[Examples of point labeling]
## begin
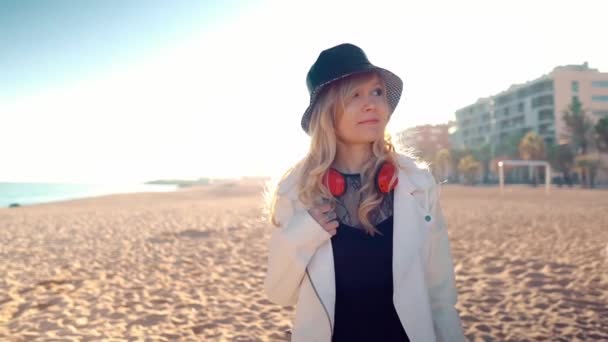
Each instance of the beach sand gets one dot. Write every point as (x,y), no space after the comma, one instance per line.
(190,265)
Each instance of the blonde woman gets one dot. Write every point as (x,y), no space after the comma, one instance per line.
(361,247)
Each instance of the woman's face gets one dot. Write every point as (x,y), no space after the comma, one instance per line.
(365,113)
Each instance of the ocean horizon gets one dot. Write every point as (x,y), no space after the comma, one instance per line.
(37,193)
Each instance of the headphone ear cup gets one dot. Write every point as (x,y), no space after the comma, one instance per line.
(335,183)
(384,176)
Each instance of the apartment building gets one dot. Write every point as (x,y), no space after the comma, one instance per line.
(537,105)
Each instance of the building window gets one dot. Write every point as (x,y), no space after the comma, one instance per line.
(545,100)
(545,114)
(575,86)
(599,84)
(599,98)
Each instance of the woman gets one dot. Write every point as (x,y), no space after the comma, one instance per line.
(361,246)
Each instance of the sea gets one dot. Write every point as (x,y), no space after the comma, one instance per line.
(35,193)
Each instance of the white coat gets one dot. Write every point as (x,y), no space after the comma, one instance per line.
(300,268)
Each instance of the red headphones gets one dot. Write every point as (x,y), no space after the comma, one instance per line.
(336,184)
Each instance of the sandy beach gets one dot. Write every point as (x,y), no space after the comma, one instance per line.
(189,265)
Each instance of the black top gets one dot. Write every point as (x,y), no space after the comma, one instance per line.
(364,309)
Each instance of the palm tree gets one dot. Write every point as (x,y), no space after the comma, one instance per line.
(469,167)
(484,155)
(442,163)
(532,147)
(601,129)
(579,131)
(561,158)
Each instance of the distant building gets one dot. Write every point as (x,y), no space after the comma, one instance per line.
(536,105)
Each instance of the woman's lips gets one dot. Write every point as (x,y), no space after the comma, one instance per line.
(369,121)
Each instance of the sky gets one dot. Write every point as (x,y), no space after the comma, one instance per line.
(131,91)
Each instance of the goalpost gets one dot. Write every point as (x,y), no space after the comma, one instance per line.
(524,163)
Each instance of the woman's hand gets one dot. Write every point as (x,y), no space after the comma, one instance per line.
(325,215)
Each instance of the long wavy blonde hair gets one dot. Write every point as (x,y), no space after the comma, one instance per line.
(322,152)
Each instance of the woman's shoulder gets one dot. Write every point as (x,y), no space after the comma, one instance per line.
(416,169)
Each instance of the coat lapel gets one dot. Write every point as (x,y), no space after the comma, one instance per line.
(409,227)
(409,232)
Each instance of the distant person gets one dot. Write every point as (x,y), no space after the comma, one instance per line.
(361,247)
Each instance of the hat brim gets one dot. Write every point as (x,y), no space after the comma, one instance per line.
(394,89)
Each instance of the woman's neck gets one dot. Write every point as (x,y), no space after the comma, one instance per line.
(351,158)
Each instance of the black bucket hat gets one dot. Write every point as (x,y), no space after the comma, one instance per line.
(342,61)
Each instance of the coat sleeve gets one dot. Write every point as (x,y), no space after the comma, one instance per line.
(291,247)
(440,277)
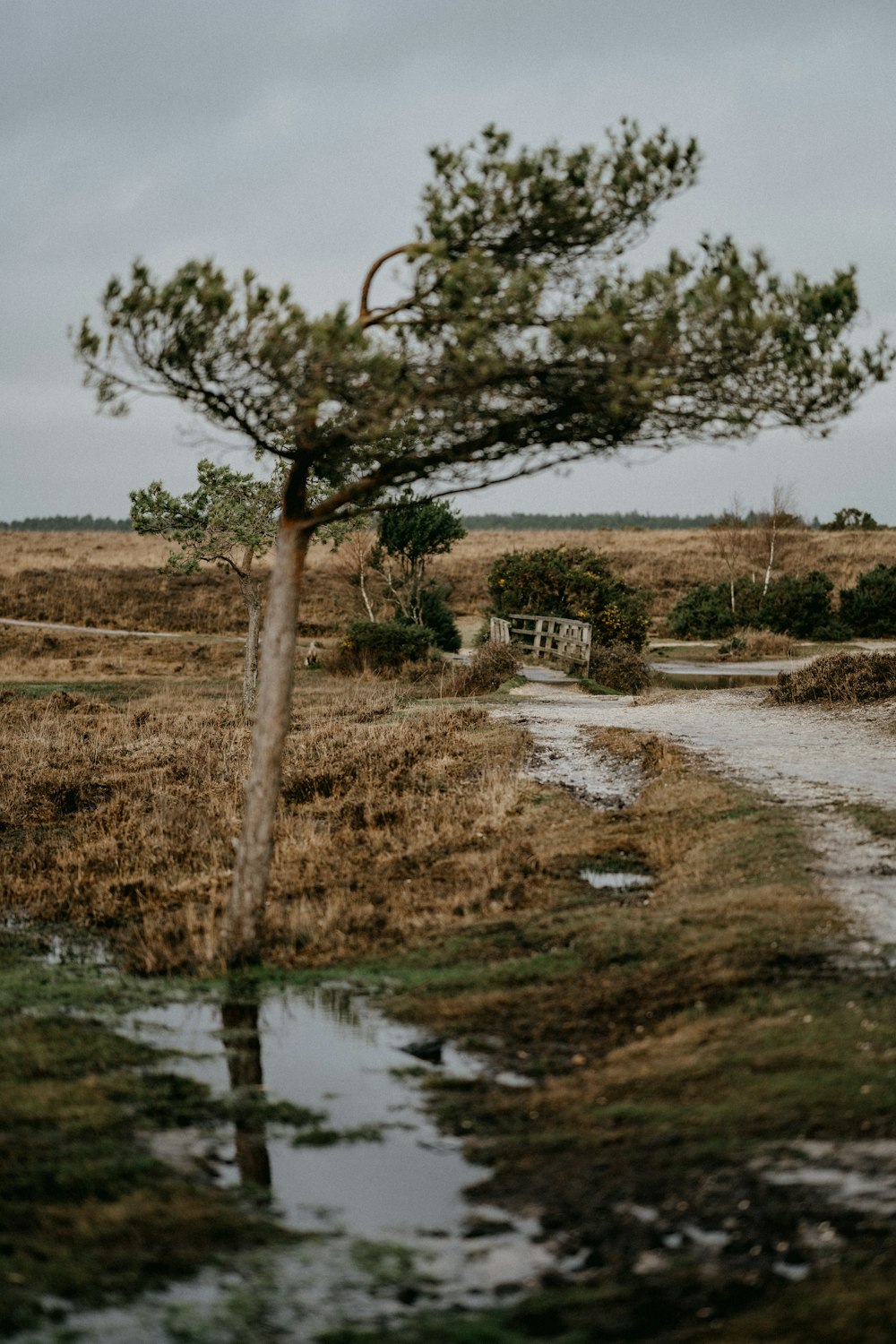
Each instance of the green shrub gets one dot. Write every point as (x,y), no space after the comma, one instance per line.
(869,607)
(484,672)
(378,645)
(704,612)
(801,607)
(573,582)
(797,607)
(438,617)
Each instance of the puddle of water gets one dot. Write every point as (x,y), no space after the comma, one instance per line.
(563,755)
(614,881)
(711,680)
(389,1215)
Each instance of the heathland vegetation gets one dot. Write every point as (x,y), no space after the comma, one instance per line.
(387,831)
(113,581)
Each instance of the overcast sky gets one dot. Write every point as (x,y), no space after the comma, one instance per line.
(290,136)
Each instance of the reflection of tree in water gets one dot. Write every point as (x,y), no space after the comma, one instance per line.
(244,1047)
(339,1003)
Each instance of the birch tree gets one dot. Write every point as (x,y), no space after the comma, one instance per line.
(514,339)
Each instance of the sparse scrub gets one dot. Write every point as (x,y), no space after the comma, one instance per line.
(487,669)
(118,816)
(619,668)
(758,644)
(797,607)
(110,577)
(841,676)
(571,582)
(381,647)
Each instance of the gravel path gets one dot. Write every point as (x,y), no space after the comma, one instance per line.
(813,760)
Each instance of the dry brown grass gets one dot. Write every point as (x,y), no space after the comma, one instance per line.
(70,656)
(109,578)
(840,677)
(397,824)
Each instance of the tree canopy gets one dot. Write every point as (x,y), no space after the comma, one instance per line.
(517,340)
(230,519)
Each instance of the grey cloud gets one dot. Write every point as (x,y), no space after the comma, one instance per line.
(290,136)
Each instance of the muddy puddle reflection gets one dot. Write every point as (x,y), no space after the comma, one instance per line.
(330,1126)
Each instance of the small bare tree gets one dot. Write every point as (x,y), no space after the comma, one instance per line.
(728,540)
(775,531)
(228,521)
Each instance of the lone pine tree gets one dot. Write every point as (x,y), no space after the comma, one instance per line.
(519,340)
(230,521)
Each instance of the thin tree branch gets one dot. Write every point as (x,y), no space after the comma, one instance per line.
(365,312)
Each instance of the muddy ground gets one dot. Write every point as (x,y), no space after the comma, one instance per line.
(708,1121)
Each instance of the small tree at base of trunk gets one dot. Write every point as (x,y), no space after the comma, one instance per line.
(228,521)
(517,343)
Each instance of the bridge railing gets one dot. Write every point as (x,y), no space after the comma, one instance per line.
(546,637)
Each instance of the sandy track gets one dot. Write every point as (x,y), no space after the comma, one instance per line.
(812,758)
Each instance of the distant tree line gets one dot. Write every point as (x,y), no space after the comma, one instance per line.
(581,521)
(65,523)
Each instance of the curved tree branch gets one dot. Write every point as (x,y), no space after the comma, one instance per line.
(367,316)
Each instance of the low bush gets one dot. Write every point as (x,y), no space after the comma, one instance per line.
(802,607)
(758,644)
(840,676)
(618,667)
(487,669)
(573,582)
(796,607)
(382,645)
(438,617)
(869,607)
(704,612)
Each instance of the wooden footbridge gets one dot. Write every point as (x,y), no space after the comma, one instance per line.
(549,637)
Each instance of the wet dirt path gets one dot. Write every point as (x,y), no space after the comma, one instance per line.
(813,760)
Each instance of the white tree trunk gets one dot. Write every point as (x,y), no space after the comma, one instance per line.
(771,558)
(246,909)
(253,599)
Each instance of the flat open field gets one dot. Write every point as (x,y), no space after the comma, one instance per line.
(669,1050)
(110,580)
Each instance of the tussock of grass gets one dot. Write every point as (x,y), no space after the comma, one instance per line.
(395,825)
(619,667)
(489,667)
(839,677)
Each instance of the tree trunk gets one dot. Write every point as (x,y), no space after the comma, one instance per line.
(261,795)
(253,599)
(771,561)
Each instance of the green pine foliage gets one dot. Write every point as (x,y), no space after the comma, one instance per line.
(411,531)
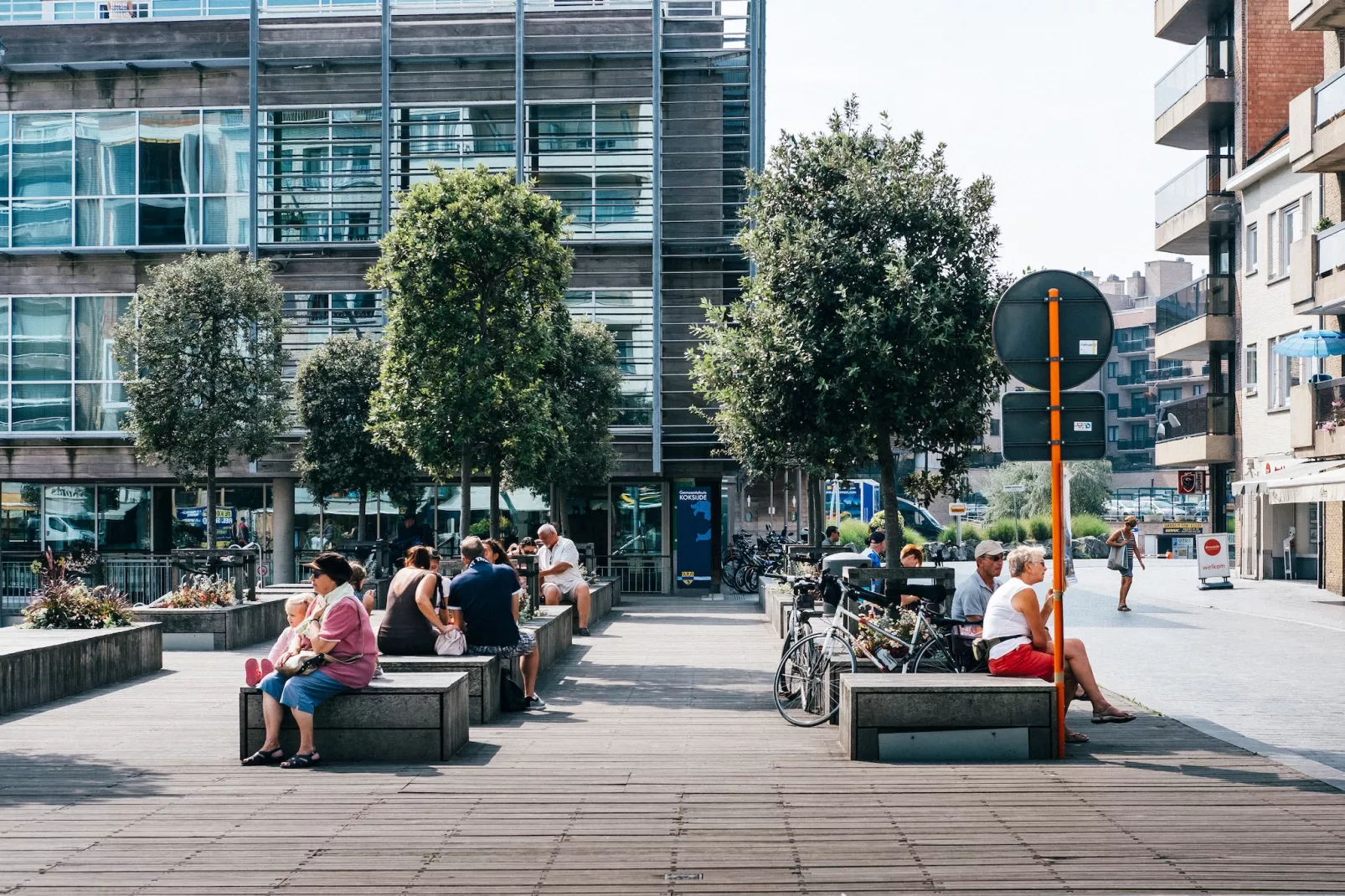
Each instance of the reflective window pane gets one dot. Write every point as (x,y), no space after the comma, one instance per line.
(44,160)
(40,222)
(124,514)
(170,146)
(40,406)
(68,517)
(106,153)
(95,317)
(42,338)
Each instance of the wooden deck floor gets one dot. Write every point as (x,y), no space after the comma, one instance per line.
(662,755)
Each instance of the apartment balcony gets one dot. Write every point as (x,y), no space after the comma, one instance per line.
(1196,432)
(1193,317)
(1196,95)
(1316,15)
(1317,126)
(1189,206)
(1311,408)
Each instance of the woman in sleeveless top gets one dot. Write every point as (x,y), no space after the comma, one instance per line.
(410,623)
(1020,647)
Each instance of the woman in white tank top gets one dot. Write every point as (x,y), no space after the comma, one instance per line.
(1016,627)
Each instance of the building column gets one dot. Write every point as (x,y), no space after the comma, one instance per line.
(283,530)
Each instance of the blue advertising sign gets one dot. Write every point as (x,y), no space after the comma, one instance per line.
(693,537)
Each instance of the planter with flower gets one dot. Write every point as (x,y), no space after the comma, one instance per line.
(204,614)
## end
• **Work required**
Output every one of the entries above verbatim, line for line, omitting the pictures.

• **Complete answer**
Each instance of the beach sand gets one dot. Write every point as (x,y), no space after the comma, one instance per line.
(190,265)
Each instance of the blonde woman gets one dot. Write every point as (x,y), no space after the comma, one instance per line.
(361,247)
Each instance of the woman's face gets one dot. Write every point as (x,y), no space after the comma, one instance per line.
(365,113)
Each instance of the ocean horizon gets one dot. Write every point as (x,y), no space after the comma, one instance per line.
(37,193)
Each instance of the headphone ear cup gets one dot. Write every point as (x,y), no space after the comma, one instance per line.
(335,183)
(384,176)
Each instance of the apartment building gets one dot. Write every point as (x,y), no space after the comma, one instance per line.
(537,105)
Each instance of the building window gets one dot. Write every point as (x,y), no space after the comma, one instance per line.
(545,100)
(545,114)
(575,86)
(599,84)
(599,98)
Each instance of the woman gets one dot. Write every point as (x,y), no space after the comma, one instance per line.
(361,246)
Each instance of the sea gets one dot. Write every point as (x,y), no space after the comma, one instance per line.
(35,193)
Each instance of the white coat gets one dot. Write every point as (x,y), no space after the comma, one instance per line.
(300,268)
Each instance of the red headphones gets one dot. Write every point as (x,y), no space after the comma, one instance per line.
(336,184)
Each instance of the sandy beach gets one dot. Write every point as (x,y), no space after the comma, one instance per line.
(189,265)
Each instance of the black top gets one dot. Write every point as (x,y), no space after the comma, one instance per line.
(364,309)
Each instance of the palm tree gets one dot. Write every point as (x,y), no space after the comma, one instance per line.
(469,167)
(484,155)
(442,163)
(532,147)
(601,129)
(579,131)
(561,158)
Each instance of the distant building gets one dot. Write every point as (x,y), no space after the comma, one instance per line.
(536,105)
Each instance of the woman's lips gets one dot. Write every point as (x,y), no space after the comma, one instance per line.
(369,121)
Each instance of the sky gets one dot. Write every point as (x,y), no space after the comma, one instance per line.
(131,91)
Each instance of the goalpost gets one dot. Write every point as (x,y), no space after the comma, one instance per line.
(524,163)
Each instance of the woman's hand gets one dot. Write every point as (x,y), no space after the comma, one instance per line.
(325,215)
Each instance of the long wavy blonde hair gets one dot. Write every point as (x,y), no space after the comma, one instance per line.
(322,152)
Each instance of the woman's shoulder gets one dot. Write every point as (x,y), no space after the comma, one instance per line.
(416,169)
Each instance of the coat lapel gets one dot. Write every point as (x,y), no space after the comma, one instance per line.
(409,227)
(409,232)
Each instance of the distant person gets one dot. Write every point as (x,y), no space after the comma, one instance per line.
(361,247)
Each instance of the hat brim gets one dot. Write every point as (x,y), no space after the comma, one instance per line.
(394,89)
Each instance of the woman's neck gets one dot. Write every point as (x,y), no space after the comma, one instance per line.
(351,158)
Each instance of the black bucket hat gets one dot. Write every point as (x,y), no space after the comma, one instance per line.
(342,61)
Each instance of the coat sleeve gets one dot. Write every point as (x,y), no space after the comma, one instance per line.
(291,247)
(440,277)
Each instance of the green shrub gets one dot. Write every point as (x,y), no space after the comma, one instance per line.
(869,607)
(484,672)
(378,645)
(704,612)
(801,607)
(573,582)
(797,607)
(438,617)
Each instance of the puddle of water gets one dot. Write every point as (x,y), no space after the comma, one instance per line.
(563,755)
(614,881)
(711,680)
(389,1215)
Each instance of the heathland vegetation gets one dot. Write every point as (x,y), no space after the comma, one instance per line.
(387,831)
(113,581)
Each instance of the overcast sky gets one dot. Write every point as (x,y), no space after the comma, one instance per line.
(290,136)
Each instance of the reflection of tree in water gets one dot. Write every point as (x,y), no space after the comma, one instance per line.
(244,1047)
(339,1003)
Each instance of the birch tree gets one dot. Write every point as (x,y), no space after the comma, one instance per line.
(514,339)
Each instance of the sparse scrub gets one dot. Write every point as (x,y), no space after the comma, one instance per line.
(487,669)
(118,816)
(619,668)
(758,644)
(797,607)
(110,577)
(841,676)
(571,582)
(381,647)
Each instance of the gravel path gets one dot. Write every point as (x,y), no space after the comma, one instance per line.
(813,760)
Each instance of the dry brown grass gets one dot. Write every point as (x,y), no space after the comma, one instance per line.
(70,656)
(109,578)
(840,677)
(397,824)
Each instance of the tree canopy gets one dot. Write every point as (x,y), no space after the comma, one instance per line.
(517,340)
(230,519)
Each instance of the grey cloud gets one dot. Write every point as (x,y), no space after the comma, one instance per line.
(290,136)
Each instance of the muddy puddle reflection gets one dot. Write every point as (x,y), no space after the comma, one instance per line.
(330,1126)
Each instance of the small bare tree gets one dot. Write every point as (x,y), no space after the comma, one instance per line.
(728,540)
(775,531)
(228,521)
Each instance of the lone pine tree gets one dot. Write every point as (x,y), no space after the comma, one instance per line.
(519,340)
(230,521)
Each instance of the thin tree branch gets one dot. Write every point as (x,y), no space after the comma, one instance per line.
(365,312)
Each instance of the muddy ground gets one dot. Write every point as (x,y), no space after the comma, one instance per line.
(708,1121)
Each instance of the small tree at base of trunk gets one dot. Write every point as (x,y), no space after the comma, one instance per line.
(228,521)
(517,343)
Each instance of the bridge railing gets one dot. Write every point as (x,y), no space after the comma, one instance per line.
(546,637)
Each instance of the sandy track gets one dot. Write every point as (x,y), no space after the comma, one instance per line.
(812,758)
Each instance of the distant tree line gets one dot. Write every point as (x,y), no space after the comma, one instance per line.
(581,521)
(65,523)
Each instance of the curved tree branch gets one dot. Write every point as (x,y), no space after the comma, one instance per line.
(367,316)
Each instance of the low bush gets one dot. Write every point as (x,y), no space after the comma, one instance per line.
(802,607)
(758,644)
(840,676)
(618,667)
(487,669)
(573,582)
(796,607)
(382,645)
(438,617)
(869,607)
(704,612)
Each instance of the wooden footbridge gets one dot. Write every point as (x,y), no space after the comma, one instance per line.
(549,637)
Each instance of the wet dirt path gets one dot. Write every point as (x,y), no space after the comma, one instance per line.
(813,760)
Each instance of the white tree trunk gets one dot. Write every point as (x,y), no space after the comma, one instance per line.
(771,558)
(246,909)
(253,599)
Each instance of the flat open field gets one dot. Write every point as (x,y), no space after the comma, one instance per line.
(669,1050)
(110,580)
Each instance of the tussock of grass gets one dot. Write every point as (x,y), no space after the comma, one instance per line.
(395,825)
(619,667)
(489,667)
(839,677)
Each instance of the tree trunk gets one dot. Write every point as (x,y), no space after the comma, one instance per line.
(261,795)
(253,599)
(771,561)
Each instance of the green pine foliage gets one dot. Write every point as (x,y), no space after the comma, one instance per line.
(411,531)
Each instance of the reflective window pane gets one dot. Write every point as (x,y), no space after the comma, one instance per line.
(44,160)
(40,222)
(124,514)
(170,146)
(40,406)
(68,517)
(106,153)
(95,317)
(42,338)
Each instance of the wooden deck floor gets one dot. Write every point as (x,y), no space after the comma, one instance per line.
(662,755)
Each instance of the apartment balcony gets one dot. Write every point as (x,y), no space after the comma, one instance per line.
(1196,432)
(1193,317)
(1196,95)
(1316,15)
(1317,126)
(1189,206)
(1311,408)
Each instance of the woman in sleeveless top gets one dot. Write every point as (x,y), no space after the comma, one instance per line.
(410,623)
(1020,647)
Each instance of the woman in white tank top gets one dot. Write every point as (x,y), no space after the comma, one instance per line.
(1016,627)
Each instance of the building column gets one dot. Write every point as (x,y), no space after the comma, one instance per line.
(283,530)
Each instance of the blue advertising sign gets one dot. Write every point as (x,y), no space after the comma, one instance per line.
(693,537)
Each instance of the planter with flower gets one dot. Write every point as (x,y), no space after the comma, one instance per line.
(204,614)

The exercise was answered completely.